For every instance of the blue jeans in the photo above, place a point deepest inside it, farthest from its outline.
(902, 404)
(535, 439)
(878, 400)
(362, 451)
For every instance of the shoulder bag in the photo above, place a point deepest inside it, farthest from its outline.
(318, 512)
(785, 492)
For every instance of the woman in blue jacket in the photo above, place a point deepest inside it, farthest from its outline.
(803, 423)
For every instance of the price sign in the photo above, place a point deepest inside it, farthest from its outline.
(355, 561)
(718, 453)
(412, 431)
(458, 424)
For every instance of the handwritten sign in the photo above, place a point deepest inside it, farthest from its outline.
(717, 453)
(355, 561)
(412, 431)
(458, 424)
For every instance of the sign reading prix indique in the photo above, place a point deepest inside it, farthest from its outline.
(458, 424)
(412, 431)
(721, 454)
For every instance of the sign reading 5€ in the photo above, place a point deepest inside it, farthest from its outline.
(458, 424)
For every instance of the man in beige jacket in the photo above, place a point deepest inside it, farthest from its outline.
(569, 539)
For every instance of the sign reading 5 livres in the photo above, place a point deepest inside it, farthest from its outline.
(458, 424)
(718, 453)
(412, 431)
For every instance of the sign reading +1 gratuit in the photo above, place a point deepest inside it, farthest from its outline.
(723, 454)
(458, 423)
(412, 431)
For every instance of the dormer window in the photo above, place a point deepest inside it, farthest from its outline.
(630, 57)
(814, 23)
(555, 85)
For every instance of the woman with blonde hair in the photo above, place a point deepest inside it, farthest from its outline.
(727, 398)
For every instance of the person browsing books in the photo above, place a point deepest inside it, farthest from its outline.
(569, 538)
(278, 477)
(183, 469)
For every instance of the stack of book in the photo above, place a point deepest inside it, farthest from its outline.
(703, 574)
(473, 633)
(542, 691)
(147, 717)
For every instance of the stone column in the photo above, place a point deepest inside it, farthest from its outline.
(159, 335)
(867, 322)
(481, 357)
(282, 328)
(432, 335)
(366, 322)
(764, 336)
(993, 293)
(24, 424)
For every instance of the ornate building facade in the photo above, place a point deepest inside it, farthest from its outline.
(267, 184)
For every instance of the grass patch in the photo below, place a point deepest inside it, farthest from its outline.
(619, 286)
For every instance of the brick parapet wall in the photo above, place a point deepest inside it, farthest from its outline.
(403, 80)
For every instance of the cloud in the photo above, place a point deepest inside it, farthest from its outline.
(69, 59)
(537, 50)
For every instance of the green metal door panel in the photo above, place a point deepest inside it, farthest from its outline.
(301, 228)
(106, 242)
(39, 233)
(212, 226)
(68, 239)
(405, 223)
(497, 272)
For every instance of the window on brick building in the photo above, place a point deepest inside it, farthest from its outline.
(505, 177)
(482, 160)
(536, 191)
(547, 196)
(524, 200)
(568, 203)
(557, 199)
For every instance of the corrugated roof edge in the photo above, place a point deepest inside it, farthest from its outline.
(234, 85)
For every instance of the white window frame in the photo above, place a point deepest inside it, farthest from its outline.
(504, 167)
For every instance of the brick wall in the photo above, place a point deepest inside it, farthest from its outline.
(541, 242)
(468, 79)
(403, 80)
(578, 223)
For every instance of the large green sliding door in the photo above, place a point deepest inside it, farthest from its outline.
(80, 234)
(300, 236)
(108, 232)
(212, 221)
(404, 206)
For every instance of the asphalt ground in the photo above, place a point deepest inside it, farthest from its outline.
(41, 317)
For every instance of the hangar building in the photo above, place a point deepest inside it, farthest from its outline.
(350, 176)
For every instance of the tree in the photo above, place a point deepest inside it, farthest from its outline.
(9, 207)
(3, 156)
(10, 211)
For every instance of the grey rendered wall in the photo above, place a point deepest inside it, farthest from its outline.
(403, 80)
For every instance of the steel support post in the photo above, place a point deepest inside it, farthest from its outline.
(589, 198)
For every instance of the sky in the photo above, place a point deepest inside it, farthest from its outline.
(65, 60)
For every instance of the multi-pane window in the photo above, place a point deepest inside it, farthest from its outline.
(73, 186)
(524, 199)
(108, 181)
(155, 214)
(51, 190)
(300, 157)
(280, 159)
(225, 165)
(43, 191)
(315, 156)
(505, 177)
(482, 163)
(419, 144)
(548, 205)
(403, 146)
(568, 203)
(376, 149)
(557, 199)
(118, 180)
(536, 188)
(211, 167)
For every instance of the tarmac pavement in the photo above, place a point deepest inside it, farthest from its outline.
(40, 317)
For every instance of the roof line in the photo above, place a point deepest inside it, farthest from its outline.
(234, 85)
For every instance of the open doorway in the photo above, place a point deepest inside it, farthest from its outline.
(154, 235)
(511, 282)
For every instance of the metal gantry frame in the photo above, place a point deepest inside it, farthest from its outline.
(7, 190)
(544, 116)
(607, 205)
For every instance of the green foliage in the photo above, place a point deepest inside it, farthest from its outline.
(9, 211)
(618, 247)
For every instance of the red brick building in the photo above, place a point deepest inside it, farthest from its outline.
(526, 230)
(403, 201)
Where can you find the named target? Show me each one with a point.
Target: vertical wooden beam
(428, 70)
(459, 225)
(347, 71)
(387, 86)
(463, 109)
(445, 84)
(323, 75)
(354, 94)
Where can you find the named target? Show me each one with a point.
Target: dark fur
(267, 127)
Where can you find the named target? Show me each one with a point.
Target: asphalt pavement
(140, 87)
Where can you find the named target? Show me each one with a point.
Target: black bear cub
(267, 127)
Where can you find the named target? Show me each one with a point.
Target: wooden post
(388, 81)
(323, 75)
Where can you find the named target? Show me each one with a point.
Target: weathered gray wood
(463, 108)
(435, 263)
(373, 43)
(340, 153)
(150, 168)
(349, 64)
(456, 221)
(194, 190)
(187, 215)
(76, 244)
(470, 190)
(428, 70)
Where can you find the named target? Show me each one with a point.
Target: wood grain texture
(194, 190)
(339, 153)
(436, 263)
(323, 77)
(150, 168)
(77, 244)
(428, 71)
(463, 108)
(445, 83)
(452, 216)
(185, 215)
§ §
* [Goal of the exercise] In the answer, please give only the lines from the line containing "Target: weathered gray wood" through the final line of the data, copied exactly.

* [Task output]
Target: weathered gray wood
(463, 108)
(435, 263)
(373, 43)
(340, 153)
(150, 168)
(349, 64)
(456, 221)
(194, 190)
(187, 215)
(76, 244)
(470, 190)
(428, 70)
Where can you find the named target? Show me each one with a point.
Target: wood grain texture
(194, 190)
(339, 153)
(436, 263)
(323, 77)
(150, 168)
(77, 244)
(428, 71)
(463, 108)
(445, 83)
(452, 216)
(185, 215)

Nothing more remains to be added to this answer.